[ASSIGNMENT 1]:
Can you sum up the passage on the NDP and British Columbia privatization below in two sentences?
[ASSIGNMENT 2]:
In the passage on the NDP and British Columbia privatization below, which privatization measures does the text say the British Columbia Liberal government planned and undertook in 2001-2004?

[PASSAGE TO READ]:
********************

Still more crucial: In a mass media society, the forces that do create the “frame” – the context in which politics take place – are the mass media
themselves. In Canada, the mass media are largely in right-wing hands.
This mass-media power, and not the Liberals or the Conservatives, is the
NDP’s real opposition. Not challenging this power, but instead trying to
work within the frame it creates, means that, when the election writ is
dropped, the NDP is beaten before it begins. For most Canadians, the NDP
falls outside the frame, whatever Canadians’ views on particular issues, and they vote accordingly.

The NDP stubbornly avoids addressing the strategic obstacles that stand in its way while simultaneously bemoaning its unfulfilled expectations, election after election.
 

The British Columbia labour movement
In 2001-2004, the British Columbia Liberal government planned and undertook major privatizations. This included hospital contracting out, an increased role for private clinics, exploratory so-called “public-private partnerships” (P3s), and the sale of major crown-owned companies or the spinning off of parts of them.

Not all such initiatives succeeded, but labour-movement opposition was a minor factor in those cases. Plans to privatize the Insurance Corporation of British Columbia were dropped largely because the right-wing businessman hired to run ICBC realized that the business case for maintaining the publicly-owned monopoly was a compelling one, and dug in his heels. Privatization of the Coquihalla Highway floundered for the most part because of opposition by local Liberal Party backers.

********************

Image point grounding data
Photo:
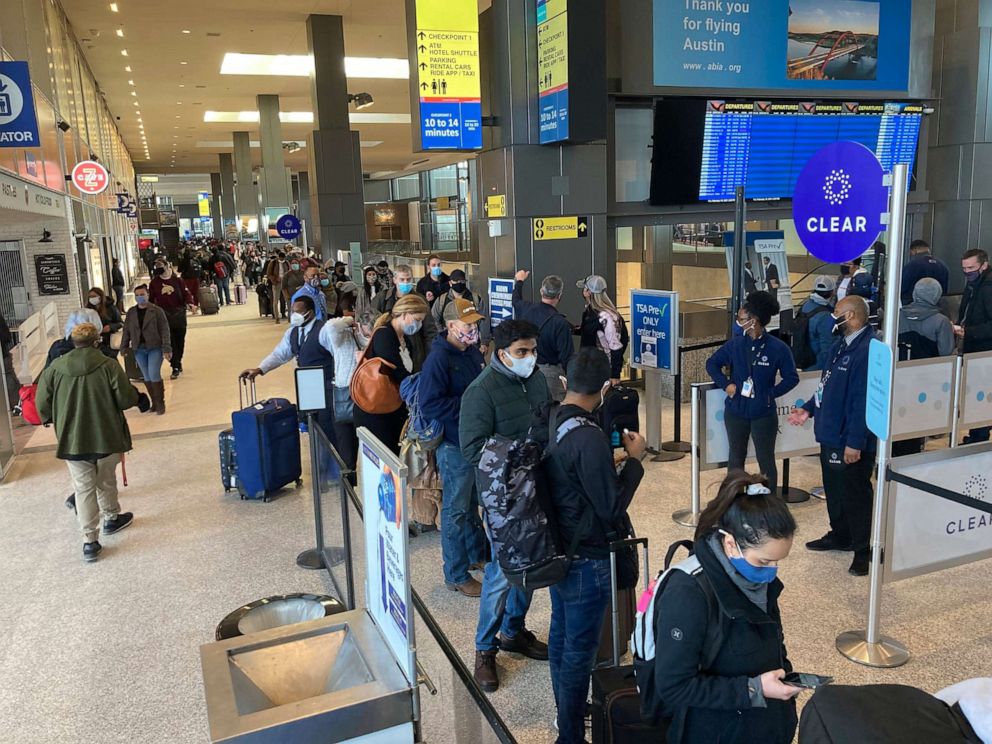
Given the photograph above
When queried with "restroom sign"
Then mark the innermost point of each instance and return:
(18, 122)
(89, 177)
(841, 202)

********************

[ANSWER BOX 1]:
The passage argues that in Canada the mass media, largely in right-wing hands, set the frame of politics and are the NDP's real opposition, so by working within that frame instead of challenging it the party is beaten before each election begins. It adds that when British Columbia's Liberal government pursued major privatizations in 2001-2004, labour-movement opposition was only a minor factor in the plans that failed, such as those for ICBC and the Coquihalla Highway.

[ANSWER BOX 2]:
- Hospital contracting out
- An increased role for private clinics
- Exploratory so-called "public-private partnerships" (P3s)
- The sale of major crown-owned companies or the spinning off of parts of them